Entries supplied:
:::::

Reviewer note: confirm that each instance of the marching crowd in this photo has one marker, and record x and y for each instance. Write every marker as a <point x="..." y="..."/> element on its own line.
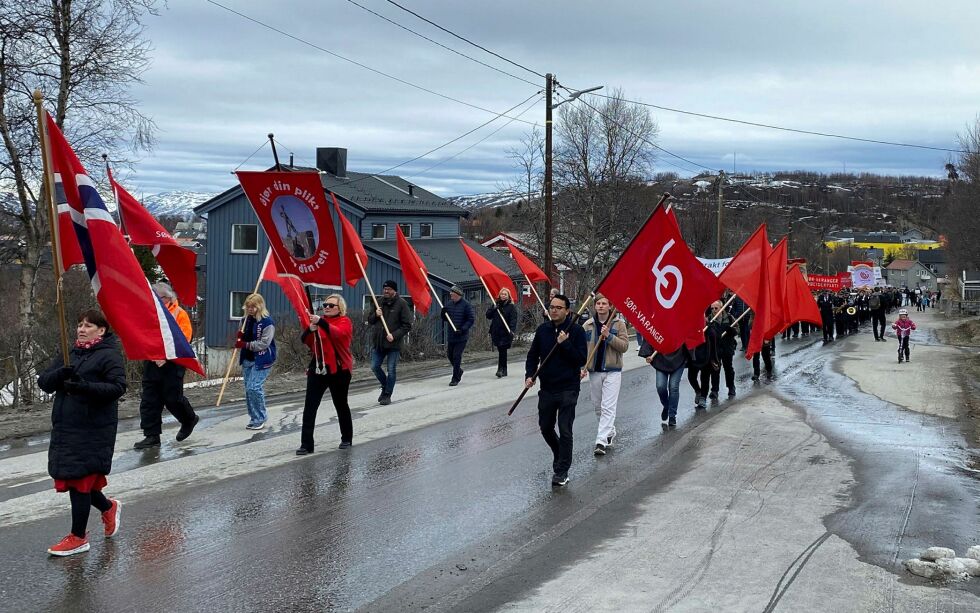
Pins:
<point x="566" y="348"/>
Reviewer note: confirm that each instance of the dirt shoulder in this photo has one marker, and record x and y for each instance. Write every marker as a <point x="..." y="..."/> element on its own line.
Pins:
<point x="36" y="419"/>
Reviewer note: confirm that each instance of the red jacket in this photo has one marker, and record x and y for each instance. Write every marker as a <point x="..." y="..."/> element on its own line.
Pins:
<point x="334" y="335"/>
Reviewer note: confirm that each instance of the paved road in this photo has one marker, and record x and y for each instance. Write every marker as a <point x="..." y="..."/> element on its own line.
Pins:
<point x="777" y="500"/>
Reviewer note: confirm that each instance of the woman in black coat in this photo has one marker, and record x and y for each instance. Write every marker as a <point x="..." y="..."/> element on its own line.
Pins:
<point x="503" y="309"/>
<point x="83" y="426"/>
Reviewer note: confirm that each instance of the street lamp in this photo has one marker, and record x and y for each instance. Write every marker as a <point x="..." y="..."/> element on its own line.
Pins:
<point x="549" y="259"/>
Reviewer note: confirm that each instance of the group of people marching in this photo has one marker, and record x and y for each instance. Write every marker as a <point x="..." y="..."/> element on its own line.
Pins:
<point x="565" y="350"/>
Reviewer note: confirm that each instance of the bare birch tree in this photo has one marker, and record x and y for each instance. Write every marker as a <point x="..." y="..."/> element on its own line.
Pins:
<point x="84" y="56"/>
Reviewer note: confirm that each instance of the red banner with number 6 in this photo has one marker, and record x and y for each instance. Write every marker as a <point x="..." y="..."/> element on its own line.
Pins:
<point x="659" y="286"/>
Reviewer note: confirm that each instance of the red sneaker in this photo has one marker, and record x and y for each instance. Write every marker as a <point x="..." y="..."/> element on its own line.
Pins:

:::::

Each line holding "this" should be copied from the material above.

Reviewer note: confirm that each instance of the marching crowd in this photo has one marker, and record x and y for each instance. Write every marker as a <point x="..." y="..."/> element on its own line.
Reviewer note: confirm that each instance of the dirt shoulder in this photo has one marker, and record x and y for each instance. Write every marker as a <point x="..." y="..."/> element on its own line.
Reviewer note: confirm that each instance of the red jacket in this photo has one marker, and record x and y for each instance. Write every marker as a <point x="..." y="..."/> element on its own line.
Reviewer note: confirm that each instance of the paved road in this photo has one marker, and record x and y for each instance. Write every marker as a <point x="..." y="..."/> element on its own line.
Reviewer note: confirm that each instance of the woman in black coat in this photo has one marker, and record x and y for each instance. Write every marker as a <point x="..." y="..."/> element on its own line.
Reviewer note: confirm that each instance of the street lamp in this photo has one marker, and record x and y for each instance. Write every marker as a <point x="..." y="..."/> element on its own line.
Reviewer note: confirm that each instance of the group of people marching in this photo has one marker, and record x and y for each instance. Write every marker as a <point x="..." y="..."/> element on its own line.
Reviewer note: confirm that each instance of the bare birch tree in this photo has one marker, and record x and y for each instance. Write every marker as a <point x="..." y="..."/> element on its own line.
Reviewer note: confirm that each instance of the red banner with number 6 in this photo has one marker, and record x and y for each instance. Write every marker as a <point x="..." y="..."/> element on its own line.
Reviewer note: confirm that each instance of the red sneaker in this photo has one marker, and record x and y for each instance. Write every marker as a <point x="..." y="..."/> element on its own line.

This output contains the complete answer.